-- 文書本文 --
- - -
【第10回 いきなり文庫! グランプリ】異世界ファンタジーに超大型新星、誕生か!?優秀作は、佐藤さくら『波の鼓動と風の歌』!
江口 「いきなり文庫! グランプリ」座談会、第10回を始めます。今回は佐藤さくらさんの『波の鼓動と風の歌』を優秀作に選ばせていただきました。異世界ファンタジーです。
吉田 現代の女子高生が異世界に飛ばされてしまうお話なんですが、これ、ヒロインの女子高生が異世界では〝まじりもの〟になってしまう、というところにオリジナリティを感じます。
浜本 腕と足が異形=魔物になってしまうんですよね。
吉田 そうそう。だから、異世界ではスタート時点でハンデを負っている。過酷な状況から物語が始まるんですよ。そもそも、このヒロインのナギは、女子高生である現実社会でも〝居場所〟がなかった。自分に自信が持てずにいたんです。クラスの中でも、露骨ではないにしろ、ちょっとはぶられ感があって、辛い日々を送っていた。そんな彼女が、異世界において、さらに酷い状況に陥ってしまう。そこから、ナギがどんなふうにして成長していったのか、というあたりが面白かったです。ただ、お話の全体としては、大きな物語のプロローグ、という印象が強いかな。
浜本 私も、プロローグ、という印象は同じなんですが、ナギと同時に異世界に飛ばされた女子高生が気になりました。
吉田 (北村)ありさですね。
浜本 そうです。彼女は人間の姿のままなので、ナギとは別の道を辿ったと思うんですよ。彼女のパートがもっとあってもいい。
吉田 ニアミスするシーンはあるんだけどね。直接にはありさのシーンが出てこないので、気になりますよね。高校での辛い日々、ナギに手を差し伸べてくれたのがありさで、それで一緒に異世界に飛ばされてしまう。
浜本 ありさのシーンを、物語の中にもっと散らせて欲しかった。あと、もう少しゆっくり書いてもいいんじゃないかな、という気はしました。展開がやや急ぎすぎる感じがしたんですよね。たとえば、ナギが日本の高校で感じていた孤立感や孤独感。異世界に飛ばされる前に描かれてはいるのだけど、回想シーンとかでもう少し描かれていると良かった。そうすれば、過去の彼女と、異世界で成長していく彼女の姿との対比が出たんじゃないか、と。
- - -
-- 提供記録 --
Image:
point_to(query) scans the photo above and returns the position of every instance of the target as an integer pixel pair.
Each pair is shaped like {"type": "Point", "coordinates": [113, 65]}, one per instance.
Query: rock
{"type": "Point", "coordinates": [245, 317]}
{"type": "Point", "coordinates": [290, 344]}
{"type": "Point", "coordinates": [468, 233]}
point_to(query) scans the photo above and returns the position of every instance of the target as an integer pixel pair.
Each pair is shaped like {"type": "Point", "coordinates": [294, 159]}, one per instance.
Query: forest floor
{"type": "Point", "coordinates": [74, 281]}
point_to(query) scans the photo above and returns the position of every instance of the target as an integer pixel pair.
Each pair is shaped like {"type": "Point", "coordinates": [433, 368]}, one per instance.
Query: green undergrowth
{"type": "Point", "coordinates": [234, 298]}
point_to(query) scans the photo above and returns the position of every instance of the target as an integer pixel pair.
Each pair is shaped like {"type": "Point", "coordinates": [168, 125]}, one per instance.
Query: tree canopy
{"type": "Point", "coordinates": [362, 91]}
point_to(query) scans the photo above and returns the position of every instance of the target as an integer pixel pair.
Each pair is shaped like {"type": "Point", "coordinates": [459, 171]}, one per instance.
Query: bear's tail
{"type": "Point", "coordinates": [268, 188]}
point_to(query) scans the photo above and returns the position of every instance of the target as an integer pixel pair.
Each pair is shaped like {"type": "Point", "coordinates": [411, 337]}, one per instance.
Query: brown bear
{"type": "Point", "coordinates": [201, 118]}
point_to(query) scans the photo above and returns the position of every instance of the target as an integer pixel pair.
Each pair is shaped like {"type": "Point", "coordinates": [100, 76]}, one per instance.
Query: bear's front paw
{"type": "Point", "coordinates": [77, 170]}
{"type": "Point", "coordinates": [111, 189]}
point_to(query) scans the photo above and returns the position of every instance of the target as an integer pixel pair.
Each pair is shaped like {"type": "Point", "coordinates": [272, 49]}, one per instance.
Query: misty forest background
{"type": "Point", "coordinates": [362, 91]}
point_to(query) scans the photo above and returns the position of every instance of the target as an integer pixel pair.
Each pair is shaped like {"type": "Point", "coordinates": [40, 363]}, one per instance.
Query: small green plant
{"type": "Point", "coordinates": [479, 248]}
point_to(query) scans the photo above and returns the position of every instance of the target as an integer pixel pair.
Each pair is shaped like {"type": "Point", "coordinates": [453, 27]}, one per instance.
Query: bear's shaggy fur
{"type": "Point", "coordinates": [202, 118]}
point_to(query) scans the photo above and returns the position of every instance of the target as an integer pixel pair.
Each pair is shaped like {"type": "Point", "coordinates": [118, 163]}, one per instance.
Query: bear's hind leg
- - -
-- 作業指示 --
(1) 座談会の本文のうち、「浜本 腕と足が異形=魔物になってしまうんですよね。」で始まり「パートがもっとあってもいい。」まで続く部分を、一字も変えずに書き写してください。
(2) 座談会の本文で発言している人物の名前を、すべて挙げてください。
(3) 次の(a)〜(c)がそれぞれ座談会の本文と合っているかどうかを、はいかいいえで答えてください。判断の決め手となる本文の言葉も、そのまま引用してください。
(a) ナギは異世界で腕と足が魔物になってしまう。
(b) ありさは異世界で魔物の姿になってしまう。
(c) 浜本は、物語の展開がゆっくりすぎると感じた。

-- 作業結果 --
(1)
浜本 腕と足が異形=魔物になってしまうんですよね。
吉田 そうそう。だから、異世界ではスタート時点でハンデを負っている。過酷な状況から物語が始まるんですよ。そもそも、このヒロインのナギは、女子高生である現実社会でも〝居場所〟がなかった。自分に自信が持てずにいたんです。クラスの中でも、露骨ではないにしろ、ちょっとはぶられ感があって、辛い日々を送っていた。そんな彼女が、異世界において、さらに酷い状況に陥ってしまう。そこから、ナギがどんなふうにして成長していったのか、というあたりが面白かったです。ただ、お話の全体としては、大きな物語のプロローグ、という印象が強いかな。
浜本 私も、プロローグ、という印象は同じなんですが、ナギと同時に異世界に飛ばされた女子高生が気になりました。
吉田 (北村)ありさですね。
浜本 そうです。彼女は人間の姿のままなので、ナギとは別の道を辿ったと思うんですよ。彼女のパートがもっとあってもいい。

(2) 発言している人物は、江口、吉田、浜本の三人です。

(3)
(a) はい。本文に「腕と足が異形=魔物になってしまうんですよね。」とあります。
(b) いいえ。本文に「彼女は人間の姿のままなので」とあります。
(c) いいえ。本文に「展開がやや急ぎすぎる感じがしたんですよね。」とあります。